┌─ EXERCISE DATA

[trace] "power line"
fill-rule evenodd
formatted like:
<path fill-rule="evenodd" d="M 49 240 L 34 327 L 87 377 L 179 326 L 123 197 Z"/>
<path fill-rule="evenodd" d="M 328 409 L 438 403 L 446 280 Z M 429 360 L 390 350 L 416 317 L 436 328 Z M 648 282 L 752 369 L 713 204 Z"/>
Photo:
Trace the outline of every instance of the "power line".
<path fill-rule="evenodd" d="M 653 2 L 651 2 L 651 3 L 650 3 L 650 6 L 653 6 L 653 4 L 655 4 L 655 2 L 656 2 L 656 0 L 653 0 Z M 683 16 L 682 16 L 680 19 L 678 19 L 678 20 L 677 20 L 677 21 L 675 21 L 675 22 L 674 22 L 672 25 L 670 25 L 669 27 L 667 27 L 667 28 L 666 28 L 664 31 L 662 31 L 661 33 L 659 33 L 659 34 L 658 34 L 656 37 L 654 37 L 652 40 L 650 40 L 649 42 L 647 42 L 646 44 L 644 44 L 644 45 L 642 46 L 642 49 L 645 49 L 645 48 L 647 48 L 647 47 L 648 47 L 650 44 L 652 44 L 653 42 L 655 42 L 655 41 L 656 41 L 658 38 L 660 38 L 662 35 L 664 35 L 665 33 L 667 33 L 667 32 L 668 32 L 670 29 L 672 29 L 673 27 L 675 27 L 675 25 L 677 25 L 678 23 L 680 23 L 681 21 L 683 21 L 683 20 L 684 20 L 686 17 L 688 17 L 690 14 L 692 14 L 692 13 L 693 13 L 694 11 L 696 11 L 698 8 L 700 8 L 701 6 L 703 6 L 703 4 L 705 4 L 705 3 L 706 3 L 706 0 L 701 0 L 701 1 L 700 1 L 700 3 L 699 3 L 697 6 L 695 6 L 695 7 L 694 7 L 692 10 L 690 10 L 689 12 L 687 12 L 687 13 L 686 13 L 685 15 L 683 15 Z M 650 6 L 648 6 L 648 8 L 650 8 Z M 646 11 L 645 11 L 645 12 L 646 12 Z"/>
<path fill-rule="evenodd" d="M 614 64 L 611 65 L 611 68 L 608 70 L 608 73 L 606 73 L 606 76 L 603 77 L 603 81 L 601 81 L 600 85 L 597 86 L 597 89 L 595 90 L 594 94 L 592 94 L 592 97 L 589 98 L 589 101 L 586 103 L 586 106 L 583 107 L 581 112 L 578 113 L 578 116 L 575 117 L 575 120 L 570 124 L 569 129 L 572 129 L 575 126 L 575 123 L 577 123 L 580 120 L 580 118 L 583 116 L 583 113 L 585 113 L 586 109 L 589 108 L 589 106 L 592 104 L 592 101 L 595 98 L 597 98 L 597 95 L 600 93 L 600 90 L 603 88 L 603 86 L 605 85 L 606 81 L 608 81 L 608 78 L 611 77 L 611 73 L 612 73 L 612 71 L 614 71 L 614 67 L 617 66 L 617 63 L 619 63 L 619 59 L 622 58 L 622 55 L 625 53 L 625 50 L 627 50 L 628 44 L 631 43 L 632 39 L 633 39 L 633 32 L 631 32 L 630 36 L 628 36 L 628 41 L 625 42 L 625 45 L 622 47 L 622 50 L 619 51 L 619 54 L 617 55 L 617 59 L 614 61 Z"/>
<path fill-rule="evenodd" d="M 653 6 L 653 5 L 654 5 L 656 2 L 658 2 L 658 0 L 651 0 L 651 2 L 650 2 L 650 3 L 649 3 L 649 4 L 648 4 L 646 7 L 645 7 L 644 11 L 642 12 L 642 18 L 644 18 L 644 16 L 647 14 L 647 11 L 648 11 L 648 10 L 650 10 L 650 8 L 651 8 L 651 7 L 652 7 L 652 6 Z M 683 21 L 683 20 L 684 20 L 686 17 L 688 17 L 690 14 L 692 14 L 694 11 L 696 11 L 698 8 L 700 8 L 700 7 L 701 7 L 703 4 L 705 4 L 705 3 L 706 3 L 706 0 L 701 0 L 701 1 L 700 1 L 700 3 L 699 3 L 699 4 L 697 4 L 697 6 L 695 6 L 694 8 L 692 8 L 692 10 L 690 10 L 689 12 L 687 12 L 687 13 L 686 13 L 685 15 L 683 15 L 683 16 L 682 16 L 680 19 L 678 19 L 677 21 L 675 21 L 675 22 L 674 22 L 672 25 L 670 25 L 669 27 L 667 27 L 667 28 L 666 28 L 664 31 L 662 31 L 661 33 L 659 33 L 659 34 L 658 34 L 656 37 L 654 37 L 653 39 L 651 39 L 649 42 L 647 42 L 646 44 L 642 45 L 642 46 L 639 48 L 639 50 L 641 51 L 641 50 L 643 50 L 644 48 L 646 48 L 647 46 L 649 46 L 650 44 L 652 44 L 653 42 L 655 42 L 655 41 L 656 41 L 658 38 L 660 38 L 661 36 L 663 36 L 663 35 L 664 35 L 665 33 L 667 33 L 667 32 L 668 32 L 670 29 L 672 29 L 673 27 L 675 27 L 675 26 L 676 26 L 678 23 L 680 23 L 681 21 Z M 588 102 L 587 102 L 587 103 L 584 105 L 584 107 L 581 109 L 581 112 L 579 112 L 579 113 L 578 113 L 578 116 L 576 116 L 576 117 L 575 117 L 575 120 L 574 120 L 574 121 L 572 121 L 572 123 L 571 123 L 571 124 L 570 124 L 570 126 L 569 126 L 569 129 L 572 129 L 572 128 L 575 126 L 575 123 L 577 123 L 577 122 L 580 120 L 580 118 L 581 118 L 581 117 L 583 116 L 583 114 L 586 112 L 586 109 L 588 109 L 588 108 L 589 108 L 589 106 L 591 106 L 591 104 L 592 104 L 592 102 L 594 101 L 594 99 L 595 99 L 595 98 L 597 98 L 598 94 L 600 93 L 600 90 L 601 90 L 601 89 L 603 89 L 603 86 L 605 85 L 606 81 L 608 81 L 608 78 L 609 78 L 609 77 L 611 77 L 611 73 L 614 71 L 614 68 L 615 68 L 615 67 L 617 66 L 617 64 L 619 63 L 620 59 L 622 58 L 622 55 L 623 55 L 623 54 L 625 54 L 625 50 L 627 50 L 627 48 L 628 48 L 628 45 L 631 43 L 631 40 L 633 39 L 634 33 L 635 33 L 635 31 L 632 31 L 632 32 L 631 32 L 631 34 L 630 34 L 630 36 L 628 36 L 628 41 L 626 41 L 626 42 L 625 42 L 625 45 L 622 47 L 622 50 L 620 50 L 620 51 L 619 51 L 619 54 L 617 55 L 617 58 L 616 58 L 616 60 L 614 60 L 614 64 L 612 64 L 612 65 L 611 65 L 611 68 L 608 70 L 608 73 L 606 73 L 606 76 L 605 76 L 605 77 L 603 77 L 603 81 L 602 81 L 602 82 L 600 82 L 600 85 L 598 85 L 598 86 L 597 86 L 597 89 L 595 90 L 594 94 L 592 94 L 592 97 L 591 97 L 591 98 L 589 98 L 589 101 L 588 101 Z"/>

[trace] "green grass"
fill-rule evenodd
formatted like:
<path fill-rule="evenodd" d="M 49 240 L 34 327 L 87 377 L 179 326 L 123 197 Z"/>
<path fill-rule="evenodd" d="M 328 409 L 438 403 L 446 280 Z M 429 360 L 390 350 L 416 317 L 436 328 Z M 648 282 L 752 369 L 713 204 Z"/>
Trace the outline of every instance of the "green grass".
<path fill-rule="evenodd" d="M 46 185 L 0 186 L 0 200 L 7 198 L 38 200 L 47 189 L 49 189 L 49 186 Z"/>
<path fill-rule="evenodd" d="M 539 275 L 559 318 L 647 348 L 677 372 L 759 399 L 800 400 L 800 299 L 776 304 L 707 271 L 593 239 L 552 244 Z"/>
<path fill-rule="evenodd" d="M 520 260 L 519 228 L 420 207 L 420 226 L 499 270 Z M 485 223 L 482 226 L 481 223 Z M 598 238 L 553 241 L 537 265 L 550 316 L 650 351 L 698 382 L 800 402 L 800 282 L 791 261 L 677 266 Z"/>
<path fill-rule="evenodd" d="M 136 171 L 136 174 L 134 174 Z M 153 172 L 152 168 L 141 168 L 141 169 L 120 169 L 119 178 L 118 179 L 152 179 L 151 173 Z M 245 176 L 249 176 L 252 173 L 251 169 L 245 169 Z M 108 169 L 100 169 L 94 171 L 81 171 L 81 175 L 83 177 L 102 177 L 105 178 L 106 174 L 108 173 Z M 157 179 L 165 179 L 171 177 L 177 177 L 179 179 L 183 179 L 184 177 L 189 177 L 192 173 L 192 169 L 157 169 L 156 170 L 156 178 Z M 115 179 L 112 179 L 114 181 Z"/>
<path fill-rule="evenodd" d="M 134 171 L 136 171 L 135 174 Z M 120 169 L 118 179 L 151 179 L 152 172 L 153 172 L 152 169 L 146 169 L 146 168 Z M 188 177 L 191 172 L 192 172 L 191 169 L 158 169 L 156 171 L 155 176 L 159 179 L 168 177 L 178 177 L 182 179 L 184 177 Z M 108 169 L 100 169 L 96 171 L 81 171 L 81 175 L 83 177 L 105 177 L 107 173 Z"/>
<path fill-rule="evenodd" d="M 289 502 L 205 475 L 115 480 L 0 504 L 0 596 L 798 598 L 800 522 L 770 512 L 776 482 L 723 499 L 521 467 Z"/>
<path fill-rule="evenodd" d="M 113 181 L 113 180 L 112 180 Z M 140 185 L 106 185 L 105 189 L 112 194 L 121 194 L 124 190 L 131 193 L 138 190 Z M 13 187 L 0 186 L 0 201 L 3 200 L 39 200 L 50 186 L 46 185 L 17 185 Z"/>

└─

ACTIVITY
Select from the material above each line in which the string "green" appears, and list those lines.

TASK ANSWER
[trace] "green grass"
Trace the outline of every instance of the "green grass".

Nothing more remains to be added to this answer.